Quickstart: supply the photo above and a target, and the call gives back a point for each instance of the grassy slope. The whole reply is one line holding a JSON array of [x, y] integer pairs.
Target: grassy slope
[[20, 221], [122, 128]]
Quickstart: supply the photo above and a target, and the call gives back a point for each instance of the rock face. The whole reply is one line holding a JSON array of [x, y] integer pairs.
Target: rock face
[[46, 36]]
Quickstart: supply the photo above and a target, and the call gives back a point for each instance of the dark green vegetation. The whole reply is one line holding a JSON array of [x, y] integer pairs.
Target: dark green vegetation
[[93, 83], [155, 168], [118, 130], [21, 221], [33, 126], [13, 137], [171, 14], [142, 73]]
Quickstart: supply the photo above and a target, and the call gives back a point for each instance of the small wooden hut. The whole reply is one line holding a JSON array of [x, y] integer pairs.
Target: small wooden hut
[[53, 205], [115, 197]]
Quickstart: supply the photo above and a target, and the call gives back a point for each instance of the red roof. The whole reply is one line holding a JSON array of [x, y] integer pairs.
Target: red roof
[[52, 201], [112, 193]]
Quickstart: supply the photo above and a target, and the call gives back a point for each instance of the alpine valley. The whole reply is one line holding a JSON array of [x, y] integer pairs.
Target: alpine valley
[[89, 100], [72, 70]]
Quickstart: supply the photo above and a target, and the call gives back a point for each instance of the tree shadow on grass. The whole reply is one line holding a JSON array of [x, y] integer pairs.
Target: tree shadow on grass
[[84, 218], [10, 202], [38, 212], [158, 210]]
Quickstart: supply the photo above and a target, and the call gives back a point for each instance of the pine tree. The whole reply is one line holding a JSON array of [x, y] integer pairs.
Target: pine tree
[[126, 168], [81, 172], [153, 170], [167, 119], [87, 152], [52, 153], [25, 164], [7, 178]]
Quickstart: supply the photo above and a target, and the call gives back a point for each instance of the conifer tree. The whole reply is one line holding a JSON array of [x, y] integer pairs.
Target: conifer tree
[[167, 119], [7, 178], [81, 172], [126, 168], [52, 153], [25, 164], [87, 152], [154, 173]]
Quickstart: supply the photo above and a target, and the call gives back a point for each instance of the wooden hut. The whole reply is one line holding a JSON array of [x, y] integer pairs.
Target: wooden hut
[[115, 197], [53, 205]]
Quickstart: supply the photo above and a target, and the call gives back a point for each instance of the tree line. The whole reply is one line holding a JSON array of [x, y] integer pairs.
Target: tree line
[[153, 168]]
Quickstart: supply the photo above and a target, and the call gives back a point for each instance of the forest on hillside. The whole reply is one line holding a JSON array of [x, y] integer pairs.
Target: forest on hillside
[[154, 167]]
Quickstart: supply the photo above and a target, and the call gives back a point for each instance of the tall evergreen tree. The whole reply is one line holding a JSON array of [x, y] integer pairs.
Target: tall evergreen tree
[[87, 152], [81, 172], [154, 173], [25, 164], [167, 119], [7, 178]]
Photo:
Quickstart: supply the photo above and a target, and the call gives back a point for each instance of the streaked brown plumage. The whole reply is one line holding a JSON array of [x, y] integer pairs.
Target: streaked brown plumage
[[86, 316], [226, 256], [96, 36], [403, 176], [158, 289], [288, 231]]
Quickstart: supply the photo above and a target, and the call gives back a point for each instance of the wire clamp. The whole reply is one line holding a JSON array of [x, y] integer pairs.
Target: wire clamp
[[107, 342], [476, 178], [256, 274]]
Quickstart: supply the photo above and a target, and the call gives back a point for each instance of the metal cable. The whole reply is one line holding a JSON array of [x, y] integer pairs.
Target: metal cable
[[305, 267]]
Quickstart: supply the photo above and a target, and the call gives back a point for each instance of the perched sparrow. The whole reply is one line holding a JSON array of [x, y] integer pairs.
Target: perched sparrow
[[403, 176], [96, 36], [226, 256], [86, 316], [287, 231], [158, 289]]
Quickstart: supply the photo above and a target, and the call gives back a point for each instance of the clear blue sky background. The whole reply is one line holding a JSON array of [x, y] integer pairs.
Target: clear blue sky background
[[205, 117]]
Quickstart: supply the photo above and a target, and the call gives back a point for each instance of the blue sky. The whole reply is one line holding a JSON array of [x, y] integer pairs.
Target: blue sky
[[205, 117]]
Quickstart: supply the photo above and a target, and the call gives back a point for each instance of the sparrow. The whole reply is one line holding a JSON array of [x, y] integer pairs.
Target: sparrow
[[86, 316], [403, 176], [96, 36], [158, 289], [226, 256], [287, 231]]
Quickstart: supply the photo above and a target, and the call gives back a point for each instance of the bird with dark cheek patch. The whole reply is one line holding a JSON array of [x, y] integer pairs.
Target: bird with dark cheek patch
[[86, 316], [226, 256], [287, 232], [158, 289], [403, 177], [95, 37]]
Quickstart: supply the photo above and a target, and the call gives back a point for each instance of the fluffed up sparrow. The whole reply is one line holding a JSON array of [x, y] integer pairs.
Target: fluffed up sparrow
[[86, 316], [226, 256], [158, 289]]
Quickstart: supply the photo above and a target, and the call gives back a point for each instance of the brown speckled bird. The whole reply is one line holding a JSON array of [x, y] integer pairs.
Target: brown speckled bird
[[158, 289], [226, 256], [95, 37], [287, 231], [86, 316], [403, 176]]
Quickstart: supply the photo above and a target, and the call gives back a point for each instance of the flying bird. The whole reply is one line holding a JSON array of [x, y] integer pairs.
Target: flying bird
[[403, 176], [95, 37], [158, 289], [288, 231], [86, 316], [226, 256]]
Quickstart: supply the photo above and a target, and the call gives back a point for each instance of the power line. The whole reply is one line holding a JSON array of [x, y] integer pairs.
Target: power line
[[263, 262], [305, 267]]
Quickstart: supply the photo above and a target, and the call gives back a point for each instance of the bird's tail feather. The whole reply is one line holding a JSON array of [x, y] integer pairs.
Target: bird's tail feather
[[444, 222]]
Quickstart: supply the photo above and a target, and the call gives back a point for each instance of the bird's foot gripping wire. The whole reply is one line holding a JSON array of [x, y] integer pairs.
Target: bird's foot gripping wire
+ + +
• **Action item**
Every single record is to be set down again, unaltered.

• **Answer space**
Quickstart: supply the photo above and a target, and the call gives back a point for each instance of the grassy slope. The whole reply is one line holding a JSON array of [x, y] integer pairs.
Target: grassy slope
[[20, 221], [122, 128]]
Quickstart: supply the photo above and a target, and the call gives back a point for each instance of the rock face. The whole reply is one line holding a JSON array of [x, y] integer pairs.
Target: rock face
[[46, 36]]
Quickstart: supply the photo above and a target, and the call gives back a point for each instance of the dark green vegetation. The whole reply is one line holding a JSON array of [x, y] integer pairs.
Target: dark green vegetation
[[93, 83], [155, 168], [118, 130], [21, 221], [33, 126], [13, 137], [171, 14], [142, 73]]
Quickstart: supply the photo above and a target, and the call gives back a point for each instance of the small wooden hut. The whole reply is one line holding a JSON array of [x, y] integer pairs.
Target: small wooden hut
[[53, 205], [115, 197]]
Quickstart: supply the photo above and a target, and the call gives back a point for each instance of the red roof. The whole reply is one line holding a JSON array of [x, y] integer pairs.
Target: red roof
[[52, 201], [112, 193]]
Quickstart: supply the photo above and a target, and the call gives back a point for each instance of the alpine valley. The whole reply is one line holding a JSON array of [x, y] integer pairs.
Target: alpine valley
[[89, 100], [72, 70]]
Quickstart: supply the photo above and a target, and the call gives back a point for each instance of the tree shadow on grass. The whole reply is one line holding a JSON array of [x, y] integer pairs.
Target: tree shadow on grass
[[84, 218], [10, 202], [38, 212], [158, 210]]
Quickstart: supply the photo above and a target, and the call gives back a point for each instance of the pine tree. The whole reply is one line holding a JSON array of [x, y] integer pairs.
Target: pine tree
[[126, 168], [81, 172], [153, 170], [167, 119], [87, 152], [52, 153], [25, 164], [7, 178]]
Quickstart: supply the photo above and a target, and the call gives back a point for each instance of the conifer tree. The whole reply is one line holding a JSON array of [x, y] integer pairs.
Target: conifer tree
[[167, 119], [7, 178], [81, 172], [126, 168], [52, 153], [25, 164], [87, 152], [154, 173]]
Quickstart: supply the photo above and a target, and the call gives back a point for each instance of the wooden hut. The whole reply is one line holding a JSON array of [x, y] integer pairs.
Target: wooden hut
[[115, 197], [53, 205]]
Quickstart: supply the photo above and a target, and the call gives back a point for each instance of the tree line. The whole reply is one line holding a JSON array of [x, y] integer pairs.
Target: tree line
[[153, 168]]
Quickstart: supply the photo above and a target, and the call gives back a point for each instance of the forest on hillside. The whole reply is one line holding a JSON array of [x, y] integer pairs.
Target: forest on hillside
[[154, 167]]
Quickstart: supply the photo above and a target, and the call gives back a point for each instance of the tall evergreen tree. The whole reply is one line holding a JSON array of [x, y] integer pairs.
Target: tall evergreen tree
[[87, 152], [81, 172], [154, 173], [25, 164], [167, 119], [7, 178]]
Photo:
Quickstart: supply the photo above and a target, and the call gives back a point for each instance of the streaked brown plumage. The whole reply is one line holding a JSON array of [x, y] integer pairs.
Target: streaked brown plumage
[[86, 316], [226, 256], [96, 36], [403, 176], [158, 289], [288, 231]]
Quickstart: supply the photo above and a target, and the call gives back a point for each instance of the wire clamp. The whole reply is one line holding a JSON array of [x, y] integer pairs.
Target: wire clamp
[[107, 342], [476, 178], [256, 274]]
Quickstart: supply the photo above and a target, and the call gives back a point for each instance of the metal cable. The whole reply is one line holding a JSON array of [x, y] integer pairs.
Target: metal cable
[[305, 267]]
Quickstart: supply the photo above and a target, and the call gives back a point for each instance of the perched sparrow. The whole reply is one line holding a JSON array of [x, y] integer pairs.
Target: perched sparrow
[[403, 176], [96, 36], [226, 256], [86, 316], [287, 231], [158, 289]]
Quickstart: supply the photo above and a target, and the call gives back a point for each instance of the clear blue sky background. The whole reply is one line holding a JSON array of [x, y] integer pairs.
Target: clear blue sky background
[[205, 117]]
Quickstart: supply the photo above and a target, and the call gives back a point for each instance of the blue sky. The whole reply is one line holding a JSON array of [x, y] integer pairs.
Target: blue sky
[[205, 117]]
Quickstart: supply the photo above and a target, and the call gives back a point for each instance of the sparrow. The whole reply is one line holding a JSON array of [x, y] integer pairs.
Target: sparrow
[[86, 316], [403, 176], [96, 36], [158, 289], [226, 256], [287, 231]]
Quickstart: supply the photo above and a target, and the call gives back a point for each instance of the bird with dark cheek patch. The whole reply is one line holding a JSON array of [x, y] integer pairs.
Target: bird with dark cheek patch
[[86, 316], [226, 256], [287, 232], [158, 289], [403, 177], [95, 37]]
Quickstart: supply the photo above and a target, and the call gives back a point for each instance of the fluffed up sparrow. The whole reply is one line holding a JSON array of [x, y] integer pairs.
Target: fluffed up sparrow
[[86, 316], [226, 256], [158, 289]]
Quickstart: supply the photo above and a target, and the call gives back a point for each instance of the brown speckled bird. The whole reply is one line holding a JSON array of [x, y] integer pairs.
Target: brown speckled bird
[[158, 289], [226, 256], [95, 37], [287, 231], [86, 316], [403, 176]]
Quickstart: supply the photo above and a target, and the call gives back a point for each instance of the flying bird. The whole reply is one line holding a JSON array of [x, y] integer pairs.
Target: flying bird
[[403, 176], [95, 37], [158, 289], [288, 231], [86, 316], [226, 256]]
Quickstart: supply the photo above and a target, and the call gives back a point for each instance of the power line. The whole reply is one line holding a JSON array of [x, y] integer pairs.
Target: power line
[[263, 262], [305, 267]]
Quickstart: supply the photo above and a target, and the call gives back a point for each instance of the bird's tail feather. The whole reply is one line holding a JSON array of [x, y] integer pairs.
Target: bird's tail feather
[[444, 222]]
Quickstart: supply the photo above and a target, and the call gives back a point for each instance of the bird's foot gripping wire. The whole reply is one line holding a JSON array of [x, y] integer pairs.
Target: bird's foot gripping wire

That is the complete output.